-------- Input data

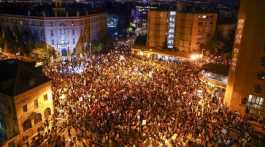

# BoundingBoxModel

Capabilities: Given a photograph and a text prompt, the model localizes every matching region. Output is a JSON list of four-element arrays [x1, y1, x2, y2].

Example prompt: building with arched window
[[0, 3, 107, 56], [0, 60, 53, 146]]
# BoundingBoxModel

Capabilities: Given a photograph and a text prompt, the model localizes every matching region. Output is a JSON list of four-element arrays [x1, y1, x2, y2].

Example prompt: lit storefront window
[[167, 11, 176, 48], [248, 95, 264, 108]]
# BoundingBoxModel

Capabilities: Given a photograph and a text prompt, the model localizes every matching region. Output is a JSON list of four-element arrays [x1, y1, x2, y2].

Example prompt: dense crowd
[[28, 46, 258, 147]]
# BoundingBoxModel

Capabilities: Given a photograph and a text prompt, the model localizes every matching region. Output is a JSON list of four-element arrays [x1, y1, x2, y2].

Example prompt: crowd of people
[[28, 45, 258, 147]]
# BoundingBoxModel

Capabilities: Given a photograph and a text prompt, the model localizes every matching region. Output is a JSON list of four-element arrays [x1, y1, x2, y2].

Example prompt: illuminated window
[[248, 95, 264, 106], [72, 30, 75, 35], [22, 104, 28, 112], [73, 38, 75, 44], [261, 57, 265, 66], [51, 30, 54, 36], [257, 72, 265, 80], [34, 99, 39, 109], [43, 94, 48, 101]]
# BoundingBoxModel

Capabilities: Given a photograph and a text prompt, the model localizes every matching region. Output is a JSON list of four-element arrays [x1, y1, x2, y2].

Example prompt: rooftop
[[0, 3, 103, 17]]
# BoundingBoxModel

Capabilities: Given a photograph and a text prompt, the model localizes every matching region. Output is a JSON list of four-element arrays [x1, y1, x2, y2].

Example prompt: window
[[34, 99, 39, 109], [43, 94, 48, 101], [51, 30, 54, 36], [34, 113, 42, 124], [254, 85, 263, 93], [260, 57, 265, 66], [248, 95, 264, 106], [23, 119, 32, 131], [23, 104, 28, 112], [257, 72, 265, 80]]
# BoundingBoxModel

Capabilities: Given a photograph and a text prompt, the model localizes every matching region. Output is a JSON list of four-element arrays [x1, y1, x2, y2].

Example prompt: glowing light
[[190, 54, 203, 61], [139, 51, 144, 56]]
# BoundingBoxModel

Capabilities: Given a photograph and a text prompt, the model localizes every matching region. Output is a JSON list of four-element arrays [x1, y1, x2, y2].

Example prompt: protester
[[31, 45, 252, 147]]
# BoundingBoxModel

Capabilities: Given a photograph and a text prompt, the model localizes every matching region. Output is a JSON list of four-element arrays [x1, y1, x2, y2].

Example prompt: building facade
[[0, 60, 54, 147], [224, 0, 265, 117], [147, 10, 217, 53], [0, 11, 106, 56]]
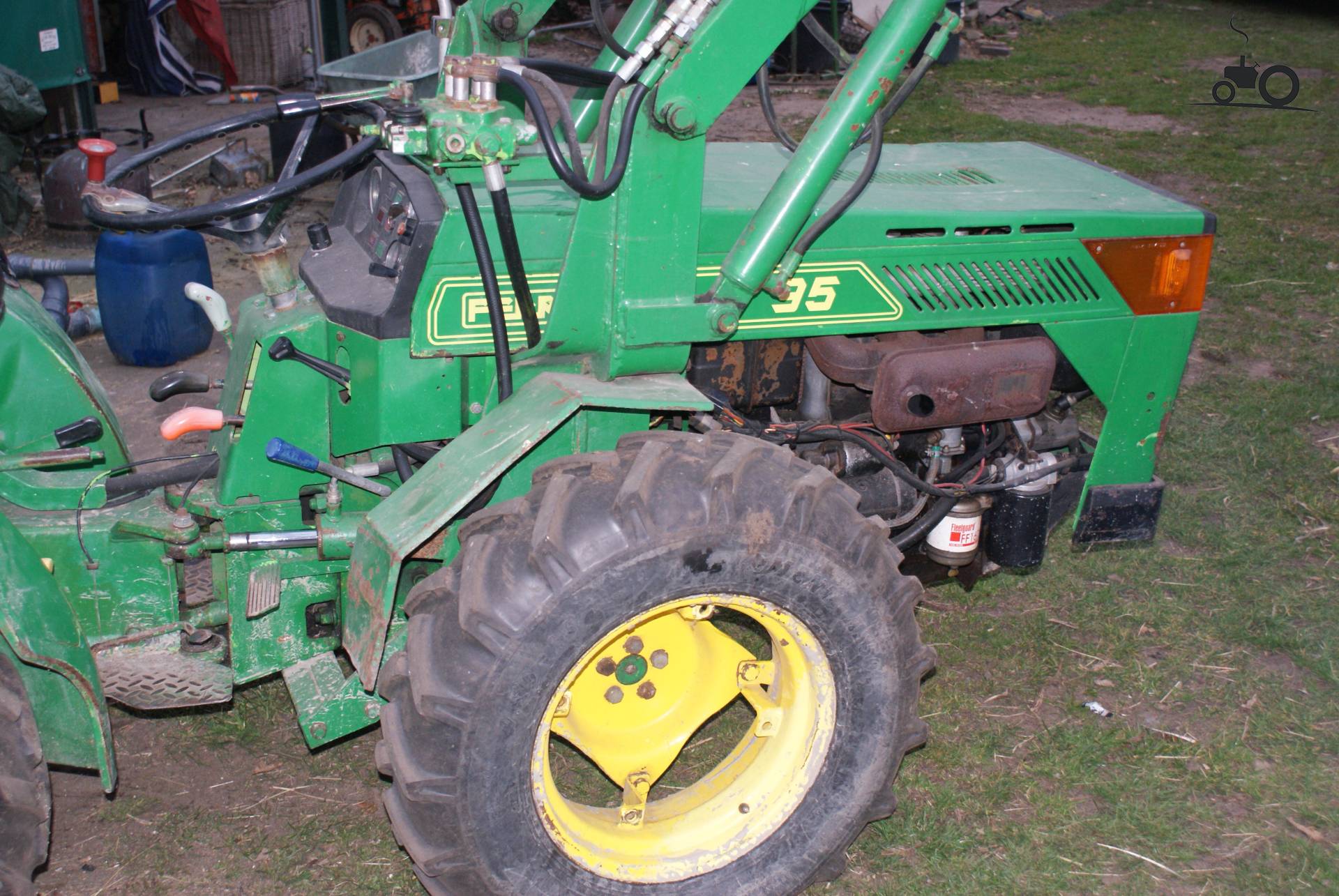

----------------

* _Exercise objective_
Copy the lines from the beginning of the items through the line that contains "[[28, 45, 258, 147]]", including both ends. Leave the pictures out of your copy.

* _Task result_
# BoundingBoxModel

Capabilities: Given a photograph and a text prompt, the model localizes every matching region. Output is a JSON list of four-element arrays [x1, y1, x2, y2].

Example prompt: building with arched window
[[0, 3, 107, 56], [0, 60, 53, 146]]
# BoundingBoxModel

Capabilities: Given a photograph and a text prompt, the model localizes every matching region. Output is a JSON list of four-element arrays [x1, y1, x2, y2].

Example prompt: lit storefront window
[[167, 11, 176, 48], [248, 95, 264, 108]]
# BoundingBoxModel

Capabilities: Given a photograph and a text prompt, the model localizes every matching region. Output is a JSON list of four-element arrays [x1, y1, x2, y2].

Example prompt: dense crowd
[[28, 46, 258, 147]]
# BoundingBoxModel

Capabilities: Given a photograph and a text prompt, the model localizes every matching region. Output is a JSON list of four-element arrays [x1, y1, x2, y2].

Example prompt: crowd of people
[[28, 45, 258, 147]]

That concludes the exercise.